### INSTRUCTIONS FOR THE TASK
Quote the passage of the ball-collision article below between "Note that using" and "wouldn't even notice.", inclusive, character for character.

### SELECTED EXCERPT
•••
Did you see that c tells you how much the ball themselves? If you calculate c first, and discover that the balls don't in fact touch (c > O), then there is no need to continue the function. The collision has not yet occurred.
Note that using integers introduces a slight rounding effect: the recalculated sprite positions may both be off by 1 pixel along each axis. This means that the sprites may in fact overlap by up to two pixels. My example uses "Darkest" ink on purpose to make this effect visible. With other inks, you wouldn't even notice.
If more than two balls happened to intersect in the same frame, (or two balls and an edge), then you could use the value returned by findImpact() to decide which impact to treat first. The greater the value, the earlier the impact occurred. Putting this into practice, however, entails communication between the various sprites and the stage, and goes beyond the geometrical purpose of this article.
Bouncing off another ball
One final hurdle: a ball moves when another ball hits it, while the sides of the table do not. (Actually they do, but so little that we can ignore the effect).
When two balls collide, they exchange momentum along a line that joins their centres. This function uses difference between the two centres (deltaH and deltaV which we calculated previously) to determine how much momentum is exchanged along this line:
on momentumVector me, deltaH, deltaV set vectorH to getAt (myVector, 1) set vectorV to getAt (myVector, 2) set numerator to mass * ((vectorH * deltaH) + (vectorV * deltaV)) set denominator to (deltaH * deltaH) + (deltaV * deltaV) set momentum H to numerator * deltaH / denominator set momentum V to numerator * deltaV / denominator return [#momentumH: momentumH, # momentumV: momentumV] end
You need to determine how much momentum each ball exchanges. In the following handler, you is the behavior attached to the sprite that current sprite has collided with :
on collide me, you, deltaH, deltaV set myMomentumVector to momentumVector (me, deltaH, deltaV) set yourMomentumVector to momentumVector (you, deltaH, deltaV) -- EXCHANGE MOMENTUM ALONG LINE BETWEEN CENTERS newVector (me, yourMomentumVector, myMomentumVector) newVector (you, myMomentumVector, yourMomentumVector) end
on newVector me, momentumIn, momentumOut set momentumInH to getAt (momentumIn, 1) set momentumInV to getAt (momentumIn, 2) set momentumOutH to getAt (momentumOut, 1) set momentumOutV to getAt (momentumOut, 2) set vectorH to getAt (myVector, 1) set vectorV to getAt (myVector, 2) -- EXCHANGE MOMENTUM set vectorH to vectorH + momentumInH - momentumOutH set vectorV to vectorV + momentumInV - momentumOutV set myVector to [vectorH, vectorV] end
The Ball bounce behavior in the Practice movie is an extension of the Impact behavior. It allows you to set the initial conditions for a collision, and illustrates the position of each ball:
Friction is simple to add. You simply multiply the vector by a number slightly less than one each prepareFrame. To ensure that ratio between the components of the vector remains the same, I identify the greater component (which I call myVectorMax) and calculate the smaller component from that. Here is how I add friction:
set myVectorMax to (myVectorMax * (myFriction - 1)) / myFriction
A value of 2 will halve the speed on each frame. A value of 1000 for myFricition will slow the vector by one part in a thousand. The greater the value, the longer the sprite will take to stop.
•••
### DATA FOR ANALYSIS
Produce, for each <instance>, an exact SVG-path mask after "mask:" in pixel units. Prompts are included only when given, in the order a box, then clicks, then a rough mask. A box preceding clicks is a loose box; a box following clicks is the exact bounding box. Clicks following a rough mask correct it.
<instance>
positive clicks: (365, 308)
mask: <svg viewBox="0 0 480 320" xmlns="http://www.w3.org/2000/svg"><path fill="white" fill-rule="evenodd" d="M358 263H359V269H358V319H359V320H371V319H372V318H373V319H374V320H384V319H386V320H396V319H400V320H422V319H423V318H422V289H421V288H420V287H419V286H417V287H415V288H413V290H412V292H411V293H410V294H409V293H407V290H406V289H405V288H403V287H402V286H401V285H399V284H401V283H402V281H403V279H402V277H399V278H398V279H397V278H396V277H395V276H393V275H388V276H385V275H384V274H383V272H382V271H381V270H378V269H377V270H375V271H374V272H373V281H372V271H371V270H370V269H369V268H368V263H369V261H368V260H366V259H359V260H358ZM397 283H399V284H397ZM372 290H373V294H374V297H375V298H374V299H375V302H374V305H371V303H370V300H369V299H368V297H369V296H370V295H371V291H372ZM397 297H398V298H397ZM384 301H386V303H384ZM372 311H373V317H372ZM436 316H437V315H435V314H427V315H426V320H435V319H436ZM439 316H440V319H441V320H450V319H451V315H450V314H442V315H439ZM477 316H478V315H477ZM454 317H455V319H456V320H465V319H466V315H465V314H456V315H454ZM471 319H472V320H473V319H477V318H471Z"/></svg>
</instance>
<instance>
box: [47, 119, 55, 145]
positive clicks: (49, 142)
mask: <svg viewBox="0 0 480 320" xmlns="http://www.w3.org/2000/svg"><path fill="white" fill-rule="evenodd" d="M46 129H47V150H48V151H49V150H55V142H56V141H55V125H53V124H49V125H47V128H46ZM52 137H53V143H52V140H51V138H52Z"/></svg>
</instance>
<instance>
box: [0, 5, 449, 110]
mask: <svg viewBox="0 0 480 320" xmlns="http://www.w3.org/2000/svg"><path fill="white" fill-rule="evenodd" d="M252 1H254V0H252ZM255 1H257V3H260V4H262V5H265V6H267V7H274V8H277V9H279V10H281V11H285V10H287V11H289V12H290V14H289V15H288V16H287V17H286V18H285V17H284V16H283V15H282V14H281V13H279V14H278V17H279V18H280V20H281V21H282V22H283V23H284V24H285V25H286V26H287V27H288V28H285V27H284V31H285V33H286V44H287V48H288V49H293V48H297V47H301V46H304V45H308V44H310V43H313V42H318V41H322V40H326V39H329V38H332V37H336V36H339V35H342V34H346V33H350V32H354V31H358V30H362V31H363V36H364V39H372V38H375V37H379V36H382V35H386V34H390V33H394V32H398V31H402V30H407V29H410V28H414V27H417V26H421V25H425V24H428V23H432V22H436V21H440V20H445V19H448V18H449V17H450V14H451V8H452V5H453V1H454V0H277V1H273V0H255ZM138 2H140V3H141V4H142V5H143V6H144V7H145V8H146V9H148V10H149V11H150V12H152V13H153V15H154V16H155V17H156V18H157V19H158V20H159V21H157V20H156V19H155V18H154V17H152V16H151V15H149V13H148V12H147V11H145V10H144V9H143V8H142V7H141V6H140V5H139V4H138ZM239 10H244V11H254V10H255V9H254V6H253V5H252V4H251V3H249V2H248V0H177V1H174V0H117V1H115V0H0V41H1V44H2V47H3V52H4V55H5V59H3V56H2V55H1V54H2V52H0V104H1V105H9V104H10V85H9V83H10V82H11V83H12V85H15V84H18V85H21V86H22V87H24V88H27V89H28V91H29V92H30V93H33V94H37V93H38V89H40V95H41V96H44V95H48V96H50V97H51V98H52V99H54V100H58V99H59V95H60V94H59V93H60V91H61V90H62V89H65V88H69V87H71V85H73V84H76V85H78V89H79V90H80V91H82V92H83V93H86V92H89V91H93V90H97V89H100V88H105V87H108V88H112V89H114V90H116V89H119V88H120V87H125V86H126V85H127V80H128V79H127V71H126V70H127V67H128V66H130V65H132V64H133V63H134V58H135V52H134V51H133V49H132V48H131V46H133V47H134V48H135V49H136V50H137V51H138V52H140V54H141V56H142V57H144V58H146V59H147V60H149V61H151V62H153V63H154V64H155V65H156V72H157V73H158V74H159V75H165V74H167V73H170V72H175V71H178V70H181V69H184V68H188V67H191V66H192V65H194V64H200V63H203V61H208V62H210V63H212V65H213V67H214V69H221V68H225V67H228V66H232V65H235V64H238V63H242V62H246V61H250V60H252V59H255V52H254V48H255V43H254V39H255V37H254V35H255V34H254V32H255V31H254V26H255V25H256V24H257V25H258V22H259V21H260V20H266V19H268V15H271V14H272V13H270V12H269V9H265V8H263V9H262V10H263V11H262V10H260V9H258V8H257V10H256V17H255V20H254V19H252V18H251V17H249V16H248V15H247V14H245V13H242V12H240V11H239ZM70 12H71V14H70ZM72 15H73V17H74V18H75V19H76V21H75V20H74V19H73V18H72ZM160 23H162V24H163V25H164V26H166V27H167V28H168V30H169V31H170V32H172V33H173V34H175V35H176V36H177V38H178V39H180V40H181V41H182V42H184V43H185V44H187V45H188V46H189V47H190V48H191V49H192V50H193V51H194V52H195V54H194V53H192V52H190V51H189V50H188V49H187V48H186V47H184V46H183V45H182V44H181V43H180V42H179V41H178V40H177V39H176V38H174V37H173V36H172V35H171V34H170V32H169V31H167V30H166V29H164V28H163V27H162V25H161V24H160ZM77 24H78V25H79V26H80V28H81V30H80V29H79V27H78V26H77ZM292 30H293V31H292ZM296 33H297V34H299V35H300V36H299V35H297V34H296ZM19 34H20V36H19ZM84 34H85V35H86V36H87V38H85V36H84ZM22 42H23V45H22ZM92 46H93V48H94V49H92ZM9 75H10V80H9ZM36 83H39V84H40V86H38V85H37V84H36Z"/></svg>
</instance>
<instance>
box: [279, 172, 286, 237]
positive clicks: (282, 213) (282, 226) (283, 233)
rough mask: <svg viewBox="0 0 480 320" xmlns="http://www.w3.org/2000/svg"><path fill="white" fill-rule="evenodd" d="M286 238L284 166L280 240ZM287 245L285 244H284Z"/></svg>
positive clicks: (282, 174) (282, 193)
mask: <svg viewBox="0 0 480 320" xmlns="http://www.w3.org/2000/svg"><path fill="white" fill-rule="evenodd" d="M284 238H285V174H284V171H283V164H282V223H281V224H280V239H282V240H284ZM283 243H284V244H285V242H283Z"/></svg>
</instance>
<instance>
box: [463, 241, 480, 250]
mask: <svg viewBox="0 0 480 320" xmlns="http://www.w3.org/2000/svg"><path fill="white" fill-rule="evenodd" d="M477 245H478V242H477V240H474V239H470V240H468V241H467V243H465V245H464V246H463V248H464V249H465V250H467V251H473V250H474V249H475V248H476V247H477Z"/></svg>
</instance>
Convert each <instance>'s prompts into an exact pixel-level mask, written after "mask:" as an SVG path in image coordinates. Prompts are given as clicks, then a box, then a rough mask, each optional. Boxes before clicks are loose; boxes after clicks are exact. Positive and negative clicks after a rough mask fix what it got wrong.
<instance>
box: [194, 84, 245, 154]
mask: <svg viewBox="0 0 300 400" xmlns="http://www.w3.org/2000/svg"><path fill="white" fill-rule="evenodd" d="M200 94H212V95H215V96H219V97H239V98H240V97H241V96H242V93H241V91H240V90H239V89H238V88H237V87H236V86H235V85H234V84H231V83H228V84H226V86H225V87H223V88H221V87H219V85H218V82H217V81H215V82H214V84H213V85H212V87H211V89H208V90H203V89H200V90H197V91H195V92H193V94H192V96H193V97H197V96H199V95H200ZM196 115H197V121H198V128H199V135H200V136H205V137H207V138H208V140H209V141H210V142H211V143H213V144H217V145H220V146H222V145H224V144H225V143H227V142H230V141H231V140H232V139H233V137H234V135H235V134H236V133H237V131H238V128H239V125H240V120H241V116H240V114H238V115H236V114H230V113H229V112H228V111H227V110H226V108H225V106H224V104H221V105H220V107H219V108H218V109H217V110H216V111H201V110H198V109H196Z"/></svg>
•••
### THE COMPLETED TASK
Note that using integers introduces a slight rounding effect: the recalculated sprite positions may both be off by 1 pixel along each axis. This means that the sprites may in fact overlap by up to two pixels. My example uses "Darkest" ink on purpose to make this effect visible. With other inks, you wouldn't even notice.